### TEXT SEGMENT
--------------------
Skip to content
New issue

Have a question about this project? Sign up for a free GitHub account to open an issue and contact its maintainers and the community.

By clicking “Sign up for GitHub”, you agree to our terms of service and privacy statement. We’ll occasionally send you account related emails.

Already on GitHub? Sign in to your account

RNNs redesign #2500

Open
wants to merge 9 commits into
base: master
Choose a base branch
from
Open

RNNs redesign #2500

wants to merge 9 commits into from

Conversation

CarloLucibello
Copy link
Member

@CarloLucibello CarloLucibello commented Oct 14, 2024

A complete rework of our recurrent layers, making them more similar to their pytorch counterpart.
This is in line with the proposal in #1365 and should allow to hook into the cuDNN machinery (future PR).
Hopefully, this ends the infinite source of troubles that the recurrent layers have been.

  • Recur is no more. Mutating its internal state was a source of problems for AD (explicit differentiation for RNN gives wrong results #2185)
  • Now RNNCell is exported and takes care of the minimal recursion step, i.e. a single time:
    • has forward cell(x , h)
    • x can be of size in or in x batch_size
    • h can be of size out or out x batch_size
    • returns hnew of size out or out x batch_size
  • RNN instead takes in a (batched) sequence and a (batched) hidden state and returns the hidden state for the whole sequence:
    • has forward rnn(x, h)
--------------------
### DATASET
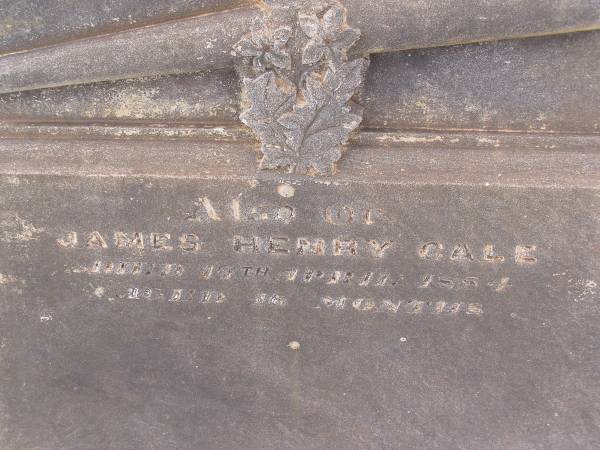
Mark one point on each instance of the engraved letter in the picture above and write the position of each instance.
(123, 240)
(95, 240)
(161, 241)
(378, 249)
(461, 252)
(344, 247)
(432, 251)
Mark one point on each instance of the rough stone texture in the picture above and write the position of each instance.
(158, 289)
(88, 362)
(27, 24)
(195, 44)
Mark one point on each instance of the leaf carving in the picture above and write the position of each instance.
(302, 111)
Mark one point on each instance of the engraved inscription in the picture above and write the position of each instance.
(278, 253)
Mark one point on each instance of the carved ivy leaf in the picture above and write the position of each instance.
(316, 128)
(265, 48)
(328, 36)
(268, 101)
(301, 126)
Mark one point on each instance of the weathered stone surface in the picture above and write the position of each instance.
(490, 86)
(28, 24)
(199, 332)
(160, 289)
(542, 84)
(199, 43)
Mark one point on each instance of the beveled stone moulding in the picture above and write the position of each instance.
(299, 224)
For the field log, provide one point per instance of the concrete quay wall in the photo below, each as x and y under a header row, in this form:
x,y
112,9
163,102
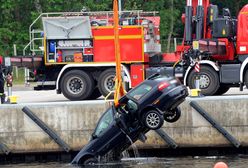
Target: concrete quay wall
x,y
75,121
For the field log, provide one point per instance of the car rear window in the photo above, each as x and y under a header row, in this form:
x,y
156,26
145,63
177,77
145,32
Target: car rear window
x,y
140,91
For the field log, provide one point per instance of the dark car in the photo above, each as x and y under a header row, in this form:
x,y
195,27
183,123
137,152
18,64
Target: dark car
x,y
143,108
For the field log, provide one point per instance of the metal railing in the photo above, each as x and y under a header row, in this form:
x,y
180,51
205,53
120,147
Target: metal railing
x,y
36,35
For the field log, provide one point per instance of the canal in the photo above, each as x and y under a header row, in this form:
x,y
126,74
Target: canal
x,y
235,161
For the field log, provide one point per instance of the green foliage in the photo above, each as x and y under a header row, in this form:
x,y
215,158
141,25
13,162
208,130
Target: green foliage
x,y
17,15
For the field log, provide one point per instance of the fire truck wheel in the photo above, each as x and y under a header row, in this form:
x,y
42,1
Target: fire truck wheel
x,y
222,90
77,85
209,80
106,82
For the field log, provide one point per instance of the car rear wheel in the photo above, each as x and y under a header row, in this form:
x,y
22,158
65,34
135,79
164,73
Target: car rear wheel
x,y
172,115
153,120
209,80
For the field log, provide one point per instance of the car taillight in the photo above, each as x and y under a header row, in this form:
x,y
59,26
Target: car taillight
x,y
163,85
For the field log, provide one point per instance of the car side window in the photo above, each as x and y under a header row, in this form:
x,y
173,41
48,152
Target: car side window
x,y
104,122
140,91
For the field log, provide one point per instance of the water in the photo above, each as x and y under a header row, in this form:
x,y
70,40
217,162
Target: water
x,y
239,161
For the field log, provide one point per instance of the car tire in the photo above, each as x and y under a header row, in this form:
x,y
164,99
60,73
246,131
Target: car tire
x,y
90,161
172,115
210,80
77,85
106,82
222,90
153,119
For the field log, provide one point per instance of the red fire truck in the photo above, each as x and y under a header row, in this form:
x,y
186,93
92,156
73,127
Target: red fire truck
x,y
77,55
78,51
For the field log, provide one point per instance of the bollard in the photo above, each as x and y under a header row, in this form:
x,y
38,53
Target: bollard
x,y
220,165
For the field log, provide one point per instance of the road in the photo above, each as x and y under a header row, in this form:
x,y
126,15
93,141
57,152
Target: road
x,y
28,95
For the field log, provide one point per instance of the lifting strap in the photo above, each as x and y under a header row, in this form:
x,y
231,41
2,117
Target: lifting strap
x,y
119,89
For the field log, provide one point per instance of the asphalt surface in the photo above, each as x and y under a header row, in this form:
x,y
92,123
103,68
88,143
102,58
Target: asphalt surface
x,y
28,95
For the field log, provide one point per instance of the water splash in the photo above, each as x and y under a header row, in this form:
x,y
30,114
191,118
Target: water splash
x,y
134,147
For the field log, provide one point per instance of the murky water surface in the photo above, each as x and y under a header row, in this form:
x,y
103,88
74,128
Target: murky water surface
x,y
239,161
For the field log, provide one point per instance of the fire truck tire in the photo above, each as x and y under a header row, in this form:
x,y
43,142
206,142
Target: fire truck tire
x,y
106,82
222,90
209,80
77,85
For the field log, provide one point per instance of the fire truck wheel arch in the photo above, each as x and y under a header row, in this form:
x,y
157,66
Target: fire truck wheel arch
x,y
77,85
106,82
209,80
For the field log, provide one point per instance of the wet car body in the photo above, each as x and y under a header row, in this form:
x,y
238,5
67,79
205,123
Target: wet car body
x,y
142,109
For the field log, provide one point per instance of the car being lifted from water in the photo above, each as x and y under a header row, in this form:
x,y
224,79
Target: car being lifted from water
x,y
143,108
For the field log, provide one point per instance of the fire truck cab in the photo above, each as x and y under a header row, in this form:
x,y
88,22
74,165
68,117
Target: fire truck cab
x,y
77,54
--------------------
### TASKS TO PERFORM
**1.** List every distinct number marked with "#" in the RNNs redesign text.
**2.** According to the RNNs redesign text, what does the RNNCell forward call return?
The items are separate material and are unrelated to the text.

### ANSWERS IN ORDER
**1.** #2500, #1365, #2185

**2.** It returns hnew of size out or out x batch_size.